▶ **TEXT SECTION**:
****
We were friends with maybe a little more to our friendship. We used to talk, make out at times and cuddle. He had grown to be someone that I trusted and felt comfortable around. Until one day I guess he became just a little too comfortable. We were making out as usual, then his hands began to wonder to other places. I admit, I allowed his hands to continue to flow. While taking a moment from kissing to say, “We are not having sex.” You see, although I was interested in making out and some other things, I was a virgin and I wasn’t interested and changing that no time soon. But I guess he didn’t care about what I wanted, because in the end he just took what wasn’t his. I remember being pinned down, not able to move. Saying, “stop”, “no”, “don’t.” At this point I was just wasting my breath, because before I knew it he was inside of me. What just happened? How did someone that I trusted and thought of as a friend just violate me like this? Why can’t I move, why won’t he get off of me? Why didn’t he listen when I told him to get up, can’t he hear me? Is my voice not powerful enough or did it get drowned out by his personal will for power and control?
After that day, it was like my voice was gone forever. I didn’t know how to open up to those who loved me and tell them what had happened. I was closed off and distant, I didn’t even like being hugged by my mom. Would they believe me and protect me, or will they betray me like the last person that I trusted did? Screw it! No one understands me, I’m in this on my own. Well, at least I thought. Then I turned on my music, Avril Lavigne to exact. Ah, yes, she gets me. Surely she wrote these songs just for me, just for this time in my life. I mean, why else would every song and lyric speak so loudly to how I was feeling?
You see before I opened up to my mom about me being raped, then the officers who interrogated me at school (worst experience ever) and my counselor, my escape was music. Music became that place where I could cry, yell and scream through the lyrics that had seemingly been written just for me. Although, the music often times drowned out my poor vocals, it also gave me an avenue to express my emotions in a safe place. Music was very therapeutic for me and aided me to get to a place of healing. For that, I’m forever grateful. I don’t know where I’d be without my safe place that I call music.
****
▶ **ENTRIES SHOWN**:
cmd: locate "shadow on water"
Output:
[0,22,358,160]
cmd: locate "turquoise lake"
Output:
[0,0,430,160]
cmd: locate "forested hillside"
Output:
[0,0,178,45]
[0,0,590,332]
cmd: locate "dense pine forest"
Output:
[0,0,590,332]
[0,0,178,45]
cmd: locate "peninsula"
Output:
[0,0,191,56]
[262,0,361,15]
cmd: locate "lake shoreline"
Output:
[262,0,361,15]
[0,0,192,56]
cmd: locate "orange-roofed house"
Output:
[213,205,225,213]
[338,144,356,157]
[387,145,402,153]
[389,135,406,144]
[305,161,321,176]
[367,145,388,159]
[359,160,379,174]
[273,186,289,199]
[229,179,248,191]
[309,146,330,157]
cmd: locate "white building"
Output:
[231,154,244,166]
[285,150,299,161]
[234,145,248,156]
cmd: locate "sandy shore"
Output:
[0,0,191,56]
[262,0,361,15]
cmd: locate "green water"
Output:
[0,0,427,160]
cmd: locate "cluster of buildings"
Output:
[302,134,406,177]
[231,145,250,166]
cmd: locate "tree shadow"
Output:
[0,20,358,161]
****
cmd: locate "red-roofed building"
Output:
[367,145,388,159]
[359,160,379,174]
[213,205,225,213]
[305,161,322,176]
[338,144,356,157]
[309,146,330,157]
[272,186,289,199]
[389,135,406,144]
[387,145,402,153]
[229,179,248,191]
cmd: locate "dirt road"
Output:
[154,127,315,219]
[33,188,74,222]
****
▶ **EXERCISE 1**:
In the narrative, rewrite everything from "After that day, it" down to "I was feeling?", changing "hugged" to "held".
▶ **EXERCISE 2**:
Summarize the narrative in two sentences.
▶ **EXERCISE 3**:
According to the narrative, how did the narrator describe being interrogated by officers at school?

▶ **REPLY 1**:
After that day, it was like my voice was gone forever. I didn’t know how to open up to those who loved me and tell them what had happened. I was closed off and distant, I didn’t even like being held by my mom. Would they believe me and protect me, or will they betray me like the last person that I trusted did? Screw it! No one understands me, I’m in this on my own. Well, at least I thought. Then I turned on my music, Avril Lavigne to exact. Ah, yes, she gets me. Surely she wrote these songs just for me, just for this time in my life. I mean, why else would every song and lyric speak so loudly to how I was feeling?

▶ **REPLY 2**:
The narrator was raped by a trusted friend who ignored repeated refusals, and afterward felt silenced, closed off, and unable to tell loved ones what had happened. Before opening up to a parent, police officers, and a counselor, the narrator turned to music, starting with Avril Lavigne's songs, as a safe place to express emotions that helped bring healing.

▶ **REPLY 3**:
As the worst experience ever.